(What is expected): The text on engagement optimization and AI manipulation names the things a recommender system is usually trained to maximize. List each one.

(Text excerpt):
When Engagement Optimisation Becomes Illegal AI Manipulation

If you optimise a recommender purely for engagement, you can drift into territory the EU now bans outright. Article 5 of the EU AI Act prohibits manipulative and deceptive AI and the exploitation of people's vulnerabilities, and those bans have been in force since 2 February 2025. The Digital Services Act adds duties on recommender transparency and a ban on dark patterns. The phrase "cognitive warfare" gets the headlines, but the board-level version of the story is simpler. The same engagement-maximising logic that powers a feed can, past a point, become a prohibited practice. That's not a content-moderation problem. It's a governance and liability problem, and it sits with the people who sign off the system.
What does "engagement optimisation crossing into manipulation" actually mean?
A recommender or personalisation system is usually trained to maximise one thing: time, clicks, shares, watch-through. Nobody sets out to manipulate anyone. The objective function does the work.

(Stored data):
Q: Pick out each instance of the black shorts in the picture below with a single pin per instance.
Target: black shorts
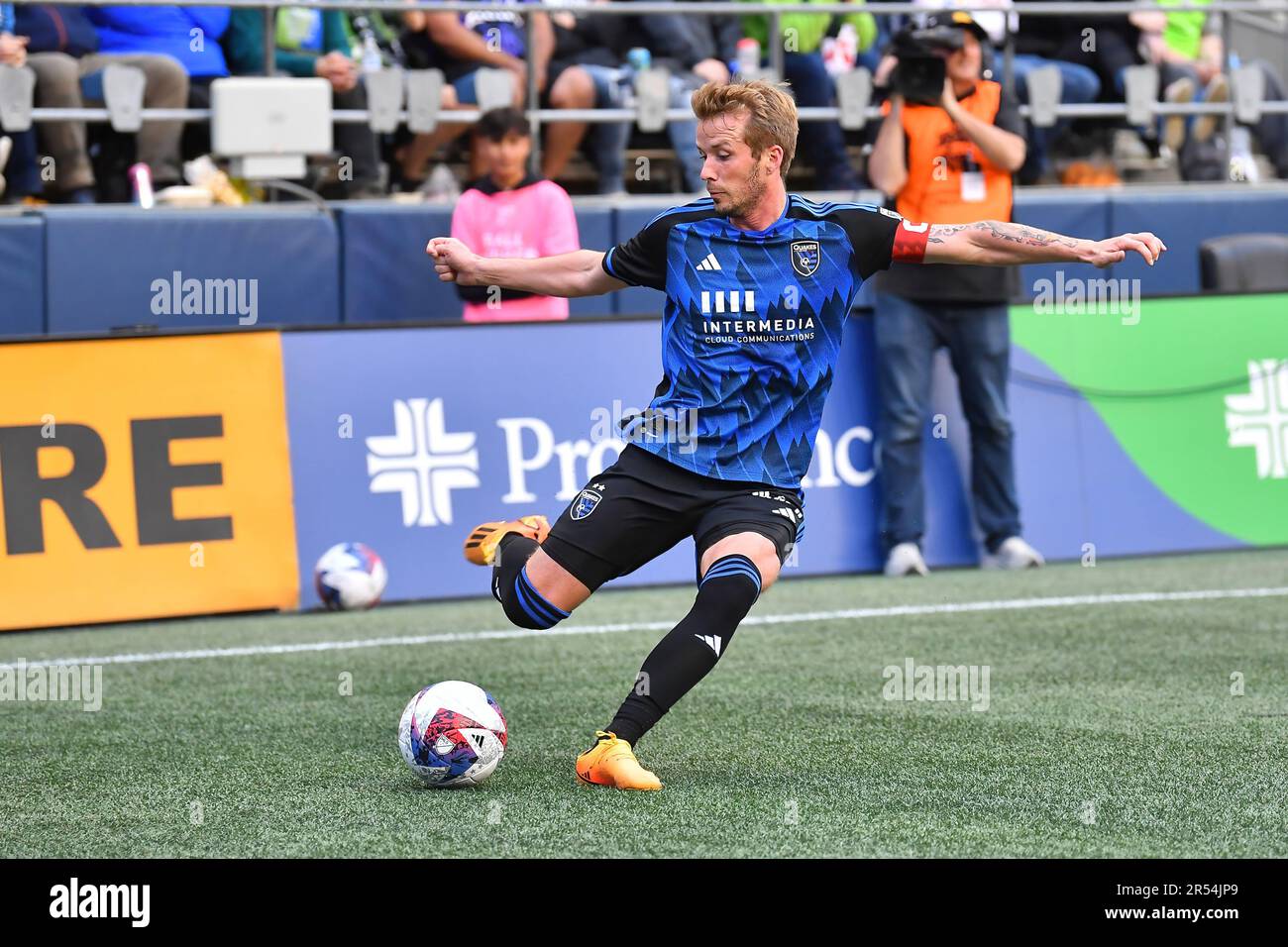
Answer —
(643, 505)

(Solution to this task):
- time
- clicks
- shares
- watch-through